--- Dataset Enclosed Below ---

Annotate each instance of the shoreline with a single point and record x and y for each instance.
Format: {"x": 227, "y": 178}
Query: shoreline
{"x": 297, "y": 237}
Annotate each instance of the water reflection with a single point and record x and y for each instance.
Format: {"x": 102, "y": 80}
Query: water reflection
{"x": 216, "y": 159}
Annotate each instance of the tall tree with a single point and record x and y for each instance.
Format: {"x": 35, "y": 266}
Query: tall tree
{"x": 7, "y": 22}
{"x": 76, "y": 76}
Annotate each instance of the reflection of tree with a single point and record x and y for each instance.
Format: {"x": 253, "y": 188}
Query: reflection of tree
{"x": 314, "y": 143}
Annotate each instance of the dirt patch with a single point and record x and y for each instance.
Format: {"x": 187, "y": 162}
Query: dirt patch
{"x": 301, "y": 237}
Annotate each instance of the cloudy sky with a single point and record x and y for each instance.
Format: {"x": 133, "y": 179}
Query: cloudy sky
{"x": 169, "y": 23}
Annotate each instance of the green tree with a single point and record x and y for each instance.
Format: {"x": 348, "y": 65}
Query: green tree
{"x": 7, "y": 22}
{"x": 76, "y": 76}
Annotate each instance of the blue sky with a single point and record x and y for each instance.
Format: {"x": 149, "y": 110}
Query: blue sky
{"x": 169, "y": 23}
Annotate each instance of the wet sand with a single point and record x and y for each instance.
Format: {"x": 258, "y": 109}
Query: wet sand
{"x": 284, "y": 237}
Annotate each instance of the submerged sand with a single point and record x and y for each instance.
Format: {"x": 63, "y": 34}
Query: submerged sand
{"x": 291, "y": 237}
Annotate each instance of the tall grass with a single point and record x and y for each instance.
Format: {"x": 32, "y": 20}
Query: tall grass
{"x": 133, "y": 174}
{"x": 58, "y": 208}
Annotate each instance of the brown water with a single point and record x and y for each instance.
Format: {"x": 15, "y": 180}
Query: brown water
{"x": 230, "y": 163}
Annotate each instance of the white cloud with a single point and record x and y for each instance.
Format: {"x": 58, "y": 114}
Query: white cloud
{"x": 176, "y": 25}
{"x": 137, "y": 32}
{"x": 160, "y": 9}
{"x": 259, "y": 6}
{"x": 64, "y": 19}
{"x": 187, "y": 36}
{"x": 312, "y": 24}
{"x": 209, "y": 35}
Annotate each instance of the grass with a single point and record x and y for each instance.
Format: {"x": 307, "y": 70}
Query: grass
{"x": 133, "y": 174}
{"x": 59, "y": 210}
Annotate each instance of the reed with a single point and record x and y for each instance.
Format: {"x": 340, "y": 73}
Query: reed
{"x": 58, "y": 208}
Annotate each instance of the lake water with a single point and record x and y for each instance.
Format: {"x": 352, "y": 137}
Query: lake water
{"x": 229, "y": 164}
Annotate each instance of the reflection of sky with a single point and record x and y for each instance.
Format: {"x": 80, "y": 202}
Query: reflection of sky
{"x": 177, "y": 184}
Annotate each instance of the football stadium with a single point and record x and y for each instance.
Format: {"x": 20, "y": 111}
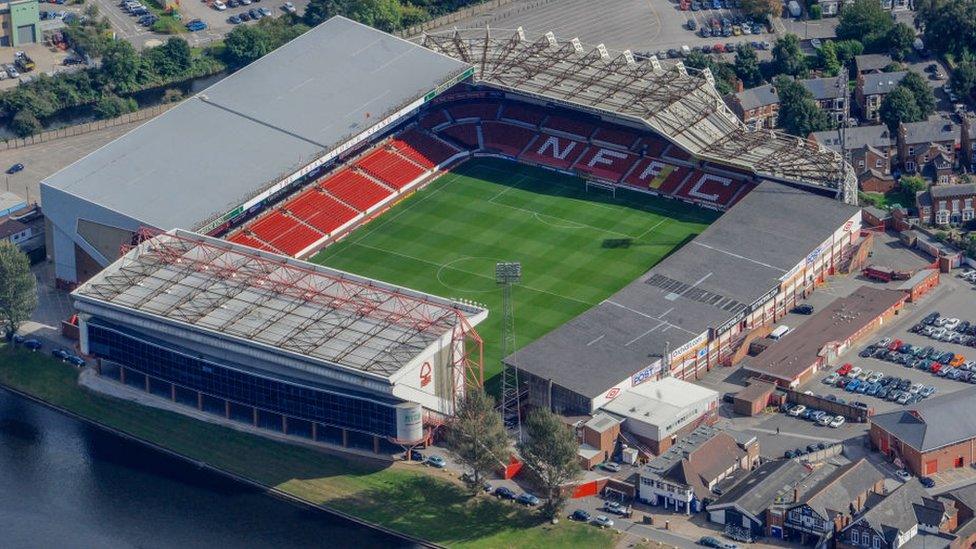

--- End of Enclosed Dataset ---

Assignment: Output the entries above exactly, without their pictures.

Task output:
Annotate each instance of the shoreline with a single point and record x and y for each instance.
Format: {"x": 227, "y": 178}
Query: shoreline
{"x": 297, "y": 237}
Annotate each instance of the water reflection with a single point and record x and y for each instance.
Format: {"x": 102, "y": 80}
Query: water reflection
{"x": 216, "y": 159}
Annotate each instance of the tall tree with a single point and record x and y for each instance.
Format: {"x": 35, "y": 266}
Query: tall tree
{"x": 7, "y": 22}
{"x": 76, "y": 76}
Annotate each instance of the reflection of tree with a single point and record x and y for each instance.
Format: {"x": 253, "y": 188}
Query: reflection of tree
{"x": 314, "y": 143}
Annotate each instance of the dirt patch with a single point and record x and y for each instance.
Format: {"x": 187, "y": 162}
Query: dirt patch
{"x": 301, "y": 237}
Annotate each instance of the cloudy sky with a single point and record x and y for each instance.
Format: {"x": 133, "y": 179}
Query: cloudy sky
{"x": 169, "y": 23}
Annotate each instance of the green tree with a single point and record x and y for each instance.
Format: {"x": 348, "y": 65}
Query: green tree
{"x": 7, "y": 22}
{"x": 76, "y": 76}
Annotate each instance of the blue sky with a single point and record x and y for each instance.
Format: {"x": 149, "y": 110}
Query: blue sky
{"x": 169, "y": 23}
Annotate each instance of the wet sand with a single point and record x and y for each instance.
Format: {"x": 258, "y": 109}
Query: wet sand
{"x": 284, "y": 237}
Annotate each instance of the submerged sand with a single point and record x and y for each instance.
Format: {"x": 63, "y": 34}
Query: submerged sand
{"x": 291, "y": 237}
Annotate each instance of the tall grass with a single point and record x and y for each instance.
Format: {"x": 32, "y": 20}
Query: tall grass
{"x": 133, "y": 174}
{"x": 58, "y": 208}
Annotate each instance of the brown water with a single point and record x and y for each instance.
Format: {"x": 15, "y": 180}
Query: brown water
{"x": 230, "y": 163}
Annotate each instance of the white cloud with a single point and record x and y for each instance.
Format: {"x": 58, "y": 114}
Query: white cloud
{"x": 176, "y": 25}
{"x": 137, "y": 32}
{"x": 160, "y": 9}
{"x": 259, "y": 6}
{"x": 64, "y": 19}
{"x": 187, "y": 36}
{"x": 312, "y": 24}
{"x": 209, "y": 35}
Annotate each instance of the grass with a single point and record x and y for each instance.
Format: {"x": 307, "y": 70}
Query: grass
{"x": 133, "y": 174}
{"x": 59, "y": 210}
Annotate each instance of the reed with a single point and record x and y for each instance.
Format: {"x": 340, "y": 73}
Query: reed
{"x": 58, "y": 208}
Annotate each instance of the lake water with a single point and record x and y for each instance.
Format: {"x": 352, "y": 137}
Query: lake water
{"x": 229, "y": 164}
Annotate each instance of the reflection of sky with a single point and record x and y for each instance.
Format: {"x": 80, "y": 202}
Query: reflection of sky
{"x": 177, "y": 184}
Annotate each instance of the football stadium with a single point and record x and y for each instance.
Format: {"x": 20, "y": 111}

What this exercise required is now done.